| Selected extract |
####################
County supervisor in scandal. Democrat trying to hold on. Who wins close California midterm?
As different as they are, Rep. Josh Harder and Tom Patti’s priorities align.
When asked about top three priorities, Harder talks about cost of living, health care access and homelessness. Patti, a San Joaquin County supervisor running as a Republican, mentions the same. Some of their solutions are the same, though others starkly diverge.
Both slam the other for the far ends of their parties, but really, they meet in the middle on a lot, which is not uncommon for Central Valley candidates, particularly Democrats.
Where they most differ is simply in who they are — biographies, experiences, hometowns — despite what they say about each other.
No, Patti is not a so-called MAGA Republican, a GOP person who backs former President Donald Trump and his theories. In the next presidential cycle, he said he would be “thrilled with a John Kennedy type, Blue Dog Democrat” or Nikki Haley Republican.
“If your name is Trump or Biden, I believe you’ve disappointed us. Both each in their unique way,” Patti said in an interview in his Stockton office.
And no, Harder is not a hard-progressive Democrat, having even concurred with Trump on some water resolutions in the Central Valley. He’s bucked the party on gas taxes. He disagrees with Sacramento politicians’ move on the Delta tunnel project.
“On the issues that matter most, we have to make sure that we’re standing up for ourselves, not for one party or another. I think that’s true on water, that’s true on health care prices, and that’s true on jobs and taxes,” Harder said in an interview after speaking with voters in Mountain House, a community at the far west of the new 9th Congressional District.
####################
| Data lines |
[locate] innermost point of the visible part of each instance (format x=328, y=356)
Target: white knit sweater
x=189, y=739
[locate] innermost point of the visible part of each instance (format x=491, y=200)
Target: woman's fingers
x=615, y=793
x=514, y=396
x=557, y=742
####################
| Exercises |
1: Transcribe the article about the Harder–Patti race from "No, Patti is" to "his Stockton office.".
2: For each statement below, answer yes or no according to the article about the Harder–Patti race, and quote the article's deciding words exactly. (a) Patti is running as a Republican. (b) Harder supports the Sacramento politicians' move on the Delta tunnel project. (c) Harder gave his interview in Stockton.
The entries have no part in this work.

| Answers to the exercise |
1:
No, Patti is not a so-called MAGA Republican, a GOP person who backs former President Donald Trump and his theories. In the next presidential cycle, he said he would be “thrilled with a John Kennedy type, Blue Dog Democrat” or Nikki Haley Republican.
“If your name is Trump or Biden, I believe you’ve disappointed us. Both each in their unique way,” Patti said in an interview in his Stockton office.

2:
(a) Yes: "a San Joaquin County supervisor running as a Republican"
(b) No: "He disagrees with Sacramento politicians’ move on the Delta tunnel project."
(c) No: "Harder said in an interview after speaking with voters in Mountain House"